* Begin TEXT TO READ *

In the traditional ResNet network, the classic 3 × 3 convolution accounts for a large number of model parameters and FLOPs. Existing studies [18,19,20,21] are all committed to reducing redundancy in deep neural networks and have confirmed that redundancy is not only present in dense models but is also widely distributed across the spatial and channel dimensions of feature maps. However, these studies often focus on reducing redundancy in a single dimension, making it difficult to comprehensively address the issue of feature redundancy. To tackle this problem, Li et al. [22] proposed a novel CNN compression method that can simultaneously reduce redundancy in both spatial and channel dimensions, known as SCConv.

3. Methodology

The overall framework of RSP-MCGaze consists of a backbone network, spatiotemporal query interaction, localization heads, and gaze fusion heads. The backbone network is the ResNet network optimized by spatial-channel reconstruction, namely ResNetSC. Finally, gaze estimation is accomplished by jointly considering the spatiotemporal interactions among the head, eyes, and face, using dynamic convolution. The overall block diagram is shown in Figure 1.

* End TEXT TO READ *
* Begin ENTRIES *

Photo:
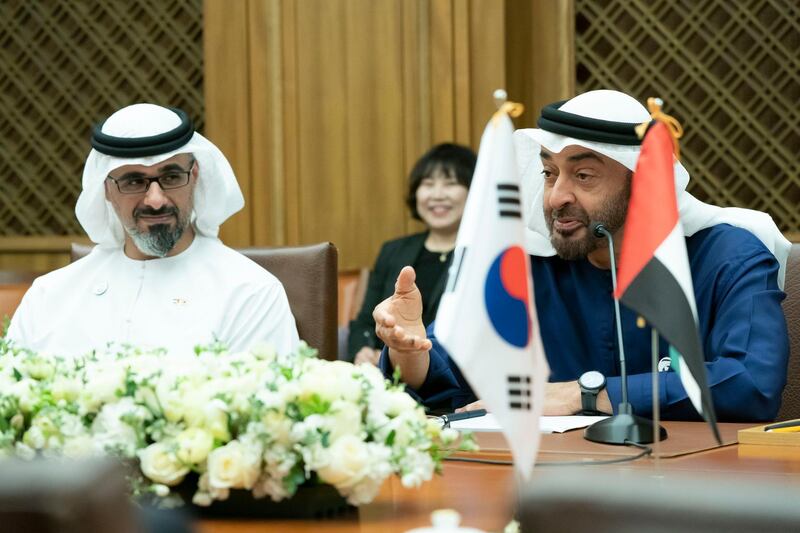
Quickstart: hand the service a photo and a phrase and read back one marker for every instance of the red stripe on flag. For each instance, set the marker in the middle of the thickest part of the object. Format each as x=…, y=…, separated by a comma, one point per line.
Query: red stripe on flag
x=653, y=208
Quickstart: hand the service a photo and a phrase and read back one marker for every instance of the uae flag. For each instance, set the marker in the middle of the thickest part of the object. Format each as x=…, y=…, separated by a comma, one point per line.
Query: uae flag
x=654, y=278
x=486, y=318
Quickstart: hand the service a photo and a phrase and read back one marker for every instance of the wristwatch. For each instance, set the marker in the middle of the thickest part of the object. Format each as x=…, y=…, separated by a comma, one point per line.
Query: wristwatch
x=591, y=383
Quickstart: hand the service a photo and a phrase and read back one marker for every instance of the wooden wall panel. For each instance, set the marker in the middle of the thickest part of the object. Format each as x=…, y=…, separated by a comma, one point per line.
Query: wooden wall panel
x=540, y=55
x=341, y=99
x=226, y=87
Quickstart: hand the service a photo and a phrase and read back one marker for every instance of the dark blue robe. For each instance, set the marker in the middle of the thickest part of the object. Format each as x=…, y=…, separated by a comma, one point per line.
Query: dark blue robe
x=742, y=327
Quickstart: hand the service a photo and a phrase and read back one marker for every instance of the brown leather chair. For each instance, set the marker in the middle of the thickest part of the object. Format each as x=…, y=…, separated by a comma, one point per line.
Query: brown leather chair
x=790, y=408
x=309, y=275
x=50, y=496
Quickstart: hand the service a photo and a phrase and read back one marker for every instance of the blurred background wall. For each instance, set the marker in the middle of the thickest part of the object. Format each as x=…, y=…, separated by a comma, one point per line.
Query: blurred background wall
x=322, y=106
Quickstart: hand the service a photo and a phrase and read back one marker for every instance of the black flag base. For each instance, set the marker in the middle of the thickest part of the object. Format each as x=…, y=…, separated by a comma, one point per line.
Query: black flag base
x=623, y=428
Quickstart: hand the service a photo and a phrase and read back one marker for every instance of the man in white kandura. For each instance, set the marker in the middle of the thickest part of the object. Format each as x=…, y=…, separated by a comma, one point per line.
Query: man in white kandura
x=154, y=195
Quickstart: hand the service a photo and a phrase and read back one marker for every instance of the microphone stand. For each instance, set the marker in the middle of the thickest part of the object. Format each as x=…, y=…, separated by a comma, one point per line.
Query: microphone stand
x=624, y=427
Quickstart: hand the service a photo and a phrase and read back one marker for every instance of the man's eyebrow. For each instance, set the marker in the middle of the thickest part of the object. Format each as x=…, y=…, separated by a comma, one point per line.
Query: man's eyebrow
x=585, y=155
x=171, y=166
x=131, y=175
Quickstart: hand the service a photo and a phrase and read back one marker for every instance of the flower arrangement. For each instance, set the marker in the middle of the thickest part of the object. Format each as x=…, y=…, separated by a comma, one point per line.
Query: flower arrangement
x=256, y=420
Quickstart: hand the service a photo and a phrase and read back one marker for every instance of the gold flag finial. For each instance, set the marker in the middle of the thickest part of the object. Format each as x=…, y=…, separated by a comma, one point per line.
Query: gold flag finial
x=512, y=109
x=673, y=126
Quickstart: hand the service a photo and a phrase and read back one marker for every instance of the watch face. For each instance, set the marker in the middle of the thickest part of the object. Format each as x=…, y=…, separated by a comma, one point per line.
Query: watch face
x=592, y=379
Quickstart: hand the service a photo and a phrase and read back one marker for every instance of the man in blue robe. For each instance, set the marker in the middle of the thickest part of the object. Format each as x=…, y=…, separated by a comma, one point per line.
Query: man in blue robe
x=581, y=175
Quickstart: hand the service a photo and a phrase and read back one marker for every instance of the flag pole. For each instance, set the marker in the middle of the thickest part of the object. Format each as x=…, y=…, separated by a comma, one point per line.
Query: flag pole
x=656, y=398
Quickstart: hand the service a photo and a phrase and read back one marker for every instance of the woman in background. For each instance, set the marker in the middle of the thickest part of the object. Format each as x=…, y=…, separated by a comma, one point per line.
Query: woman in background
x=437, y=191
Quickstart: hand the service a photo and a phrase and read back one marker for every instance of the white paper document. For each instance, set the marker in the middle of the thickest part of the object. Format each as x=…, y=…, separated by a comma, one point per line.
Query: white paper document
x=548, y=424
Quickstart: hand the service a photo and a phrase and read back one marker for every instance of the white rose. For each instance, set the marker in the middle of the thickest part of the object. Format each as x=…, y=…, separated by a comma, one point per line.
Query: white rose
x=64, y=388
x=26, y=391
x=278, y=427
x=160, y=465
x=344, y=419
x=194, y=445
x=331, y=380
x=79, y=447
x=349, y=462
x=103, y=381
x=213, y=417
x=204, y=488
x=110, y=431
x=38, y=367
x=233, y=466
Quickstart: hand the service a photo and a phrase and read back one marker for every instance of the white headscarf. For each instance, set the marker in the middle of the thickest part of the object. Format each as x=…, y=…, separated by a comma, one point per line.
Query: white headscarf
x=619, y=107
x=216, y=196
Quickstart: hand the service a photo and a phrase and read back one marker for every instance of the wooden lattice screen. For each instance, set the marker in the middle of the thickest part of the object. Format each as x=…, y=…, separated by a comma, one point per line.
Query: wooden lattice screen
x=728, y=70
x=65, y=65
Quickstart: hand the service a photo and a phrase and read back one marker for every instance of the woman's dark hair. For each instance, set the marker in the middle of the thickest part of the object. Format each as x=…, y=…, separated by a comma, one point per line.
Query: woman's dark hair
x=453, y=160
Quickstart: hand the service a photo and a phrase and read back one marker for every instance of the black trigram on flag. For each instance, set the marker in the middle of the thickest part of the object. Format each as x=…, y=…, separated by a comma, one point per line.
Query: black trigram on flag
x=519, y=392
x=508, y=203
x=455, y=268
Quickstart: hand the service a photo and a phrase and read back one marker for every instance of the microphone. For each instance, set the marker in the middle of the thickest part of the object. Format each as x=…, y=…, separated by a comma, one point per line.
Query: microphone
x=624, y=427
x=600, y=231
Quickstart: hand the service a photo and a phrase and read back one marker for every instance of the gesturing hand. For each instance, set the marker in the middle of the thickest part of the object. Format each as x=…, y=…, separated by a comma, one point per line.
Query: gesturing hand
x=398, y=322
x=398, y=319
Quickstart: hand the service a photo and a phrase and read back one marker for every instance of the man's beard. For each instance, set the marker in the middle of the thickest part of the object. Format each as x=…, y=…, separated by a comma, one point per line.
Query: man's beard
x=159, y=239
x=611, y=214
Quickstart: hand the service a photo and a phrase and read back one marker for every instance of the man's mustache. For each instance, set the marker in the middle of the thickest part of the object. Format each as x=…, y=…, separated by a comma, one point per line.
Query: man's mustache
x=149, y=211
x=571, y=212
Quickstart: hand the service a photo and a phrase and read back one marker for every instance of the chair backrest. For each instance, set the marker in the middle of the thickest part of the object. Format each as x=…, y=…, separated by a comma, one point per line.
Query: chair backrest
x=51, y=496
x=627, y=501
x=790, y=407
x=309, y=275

* End ENTRIES *
* Begin ENTRIES *

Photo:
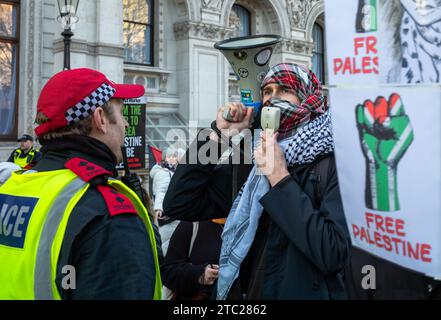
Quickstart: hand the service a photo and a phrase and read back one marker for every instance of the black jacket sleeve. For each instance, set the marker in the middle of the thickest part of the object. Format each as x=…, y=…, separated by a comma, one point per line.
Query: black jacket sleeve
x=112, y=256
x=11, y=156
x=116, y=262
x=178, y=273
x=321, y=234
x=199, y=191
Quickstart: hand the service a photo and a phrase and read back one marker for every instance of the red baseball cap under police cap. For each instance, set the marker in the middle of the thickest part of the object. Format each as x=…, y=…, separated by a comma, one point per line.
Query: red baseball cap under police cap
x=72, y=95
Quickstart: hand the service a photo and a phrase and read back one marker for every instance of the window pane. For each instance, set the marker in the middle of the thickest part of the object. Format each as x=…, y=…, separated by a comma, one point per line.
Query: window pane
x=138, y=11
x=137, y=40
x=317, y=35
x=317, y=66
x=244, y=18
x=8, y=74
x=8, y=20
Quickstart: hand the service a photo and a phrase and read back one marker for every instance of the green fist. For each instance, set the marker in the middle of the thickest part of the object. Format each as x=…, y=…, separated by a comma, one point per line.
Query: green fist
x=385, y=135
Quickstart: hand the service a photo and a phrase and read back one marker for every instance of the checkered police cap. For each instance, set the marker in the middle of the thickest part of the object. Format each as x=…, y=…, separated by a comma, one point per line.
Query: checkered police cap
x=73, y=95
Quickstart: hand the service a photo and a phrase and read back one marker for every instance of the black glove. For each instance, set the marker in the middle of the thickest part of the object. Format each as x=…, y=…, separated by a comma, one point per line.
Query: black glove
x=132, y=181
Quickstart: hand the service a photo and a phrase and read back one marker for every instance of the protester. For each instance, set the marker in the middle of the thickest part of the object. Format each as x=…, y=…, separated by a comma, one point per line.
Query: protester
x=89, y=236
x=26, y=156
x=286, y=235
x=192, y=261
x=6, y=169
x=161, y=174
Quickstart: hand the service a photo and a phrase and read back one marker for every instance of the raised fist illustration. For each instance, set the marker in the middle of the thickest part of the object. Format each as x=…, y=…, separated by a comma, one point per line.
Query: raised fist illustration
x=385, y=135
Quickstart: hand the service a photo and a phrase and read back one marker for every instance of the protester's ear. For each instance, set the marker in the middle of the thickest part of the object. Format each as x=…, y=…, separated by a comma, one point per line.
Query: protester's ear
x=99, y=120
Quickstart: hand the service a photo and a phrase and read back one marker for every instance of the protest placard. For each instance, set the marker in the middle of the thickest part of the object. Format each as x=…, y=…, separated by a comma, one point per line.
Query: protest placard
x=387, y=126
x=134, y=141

* End ENTRIES *

- **EXERCISE TASK 1**
In the gaze estimation text, what name is given to the backbone network of RSP-MCGaze?
- **EXERCISE TASK 2**
How many lines of the entries contain the word "wooden"? Case counts. Give only the number.

- **COMPLETE OUTPUT 1**
ResNetSC, the ResNet network optimized by spatial-channel reconstruction.

- **COMPLETE OUTPUT 2**
4